### [Written task a]
From the article on ancient Greek ethics below, list the philosophical concepts it says that ethics revolved around, each with the Greek term given in parentheses.

### [Extracted text]
The ethical problem arose sharply in the fifth century B.C., in the so-called classical period of philosophy.
For the Greeks, ethics encompassed man as a citizen of the polis, therefore, it was strictly connected with politics. Different from today, in which ethics increasingly focuses on individual rights.
It should be noted, at the outset, that ancient Greek ethics is not uniform, it has conceptual variations. However, we can highlight some characteristics of Greek ethics, such as the valuing of virtue and wisdom, the definition of happiness, and the rational mastery over passions and desires.
In this article we will briefly look at the main philosophers who dealt with this issue.
The ancient Greek ethic
Ancient Greek ethics is focused, for the most part, on the question of the human essence: what is man, after all? What does happiness consist of? Where can we find it?
The Greek philosophers believed that by properly defining the essence of man, one could, from there, present the answers to the great ethical questions.
Ancient Greek ethics revolved around the following philosophical concepts:
- Soul (psyché): The soul is the center of ancient Greek ethics. Ethics does not bring us any physical benefit such as health or beauty, its purpose is to bring benefit to the soul.
- Virtue (arete): In Greek, it means excellence. It applies to people as well as objects, for example, the virtue (excellence) of a knife is to cut well; that of a builder is to build well. The most common moral virtues among the Greeks are courage, justice, piety, moderation, etc.
- Happiness (eudaimonia): is man’s ultimate end, that toward which every man tends. The Greek philosophers sought to define what happiness is and how to achieve it. It is important to note that happiness among the Greeks does not refer to that pleasant and temporary feeling; eudaimonia should be understood more as a way of being that perfects human nature.
For the sophists, there were no universally valid rules or truths, consequently, there is no absolute ethics that determines good and evil universally. Therefore, the ethics of the sophists were subjectivist and relativist.
Socrates was the first philosopher to place man at the center of philosophical reflections. His predecessors, known as philosophers of physis, concentrated their reflections on the origin and principle, arche, of the cosmos.
He went into the public places of ancient Greece to debate with citizens about justice, virtue, the good, etc. His main philosophical method, maieutics, was a dialogue based on questions and answers.

[Dataset items]
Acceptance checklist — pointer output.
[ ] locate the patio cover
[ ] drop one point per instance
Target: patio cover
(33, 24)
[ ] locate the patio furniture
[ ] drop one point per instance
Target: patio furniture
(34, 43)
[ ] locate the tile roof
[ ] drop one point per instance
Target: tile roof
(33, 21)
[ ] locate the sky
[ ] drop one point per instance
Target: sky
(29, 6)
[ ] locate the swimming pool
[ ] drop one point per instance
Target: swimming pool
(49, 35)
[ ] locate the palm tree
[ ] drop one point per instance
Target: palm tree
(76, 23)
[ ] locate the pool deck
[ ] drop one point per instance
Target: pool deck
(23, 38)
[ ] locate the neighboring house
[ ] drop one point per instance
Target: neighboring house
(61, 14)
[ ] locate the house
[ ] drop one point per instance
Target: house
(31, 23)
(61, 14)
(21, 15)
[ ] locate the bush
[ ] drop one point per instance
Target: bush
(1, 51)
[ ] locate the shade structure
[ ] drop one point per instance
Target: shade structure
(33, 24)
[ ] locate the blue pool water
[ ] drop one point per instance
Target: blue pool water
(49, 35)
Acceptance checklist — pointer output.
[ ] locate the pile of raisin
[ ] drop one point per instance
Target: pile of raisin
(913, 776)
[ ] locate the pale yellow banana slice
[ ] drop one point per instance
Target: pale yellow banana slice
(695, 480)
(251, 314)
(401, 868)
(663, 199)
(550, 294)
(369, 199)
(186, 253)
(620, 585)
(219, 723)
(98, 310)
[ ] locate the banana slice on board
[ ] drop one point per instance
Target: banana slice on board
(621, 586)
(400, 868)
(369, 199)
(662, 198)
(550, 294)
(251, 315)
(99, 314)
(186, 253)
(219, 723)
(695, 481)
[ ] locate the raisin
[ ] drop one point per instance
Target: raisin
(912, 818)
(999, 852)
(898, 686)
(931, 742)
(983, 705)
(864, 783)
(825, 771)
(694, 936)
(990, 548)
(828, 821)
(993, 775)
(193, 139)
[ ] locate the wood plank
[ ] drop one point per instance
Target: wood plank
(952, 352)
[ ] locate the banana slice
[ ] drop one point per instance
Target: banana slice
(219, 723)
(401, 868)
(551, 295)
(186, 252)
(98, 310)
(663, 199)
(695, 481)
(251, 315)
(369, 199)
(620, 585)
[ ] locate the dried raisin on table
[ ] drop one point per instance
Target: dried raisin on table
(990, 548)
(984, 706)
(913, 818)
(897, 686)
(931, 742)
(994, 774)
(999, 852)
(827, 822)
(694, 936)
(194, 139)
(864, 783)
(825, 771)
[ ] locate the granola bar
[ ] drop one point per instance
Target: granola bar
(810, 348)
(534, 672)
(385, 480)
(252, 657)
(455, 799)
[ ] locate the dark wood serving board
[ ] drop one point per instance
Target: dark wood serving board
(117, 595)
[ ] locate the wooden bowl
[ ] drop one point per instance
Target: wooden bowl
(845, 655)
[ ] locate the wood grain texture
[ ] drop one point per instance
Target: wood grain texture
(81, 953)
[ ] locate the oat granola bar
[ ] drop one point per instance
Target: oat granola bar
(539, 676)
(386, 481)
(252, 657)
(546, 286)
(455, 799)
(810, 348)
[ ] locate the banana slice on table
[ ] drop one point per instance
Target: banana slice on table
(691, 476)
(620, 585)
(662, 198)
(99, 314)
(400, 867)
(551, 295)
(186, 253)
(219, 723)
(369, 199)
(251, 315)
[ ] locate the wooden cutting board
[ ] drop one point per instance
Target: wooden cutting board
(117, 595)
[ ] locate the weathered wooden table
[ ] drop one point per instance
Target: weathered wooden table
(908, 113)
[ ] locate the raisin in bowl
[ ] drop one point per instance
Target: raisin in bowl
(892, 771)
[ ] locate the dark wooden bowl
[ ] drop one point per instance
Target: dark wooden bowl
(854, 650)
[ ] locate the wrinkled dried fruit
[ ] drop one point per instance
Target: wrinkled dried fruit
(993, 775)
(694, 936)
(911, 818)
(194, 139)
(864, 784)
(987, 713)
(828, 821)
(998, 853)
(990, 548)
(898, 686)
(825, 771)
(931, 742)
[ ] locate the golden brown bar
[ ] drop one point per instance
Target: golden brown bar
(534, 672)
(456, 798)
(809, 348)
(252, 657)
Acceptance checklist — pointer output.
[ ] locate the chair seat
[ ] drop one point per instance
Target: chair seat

### [Written task b]
Pick out each line of the listing above that includes the word "water".

### [Task result a]
Soul (psyché), Virtue (arete), Happiness (eudaimonia)

### [Task result b]
[ ] locate the blue pool water
Target: blue pool water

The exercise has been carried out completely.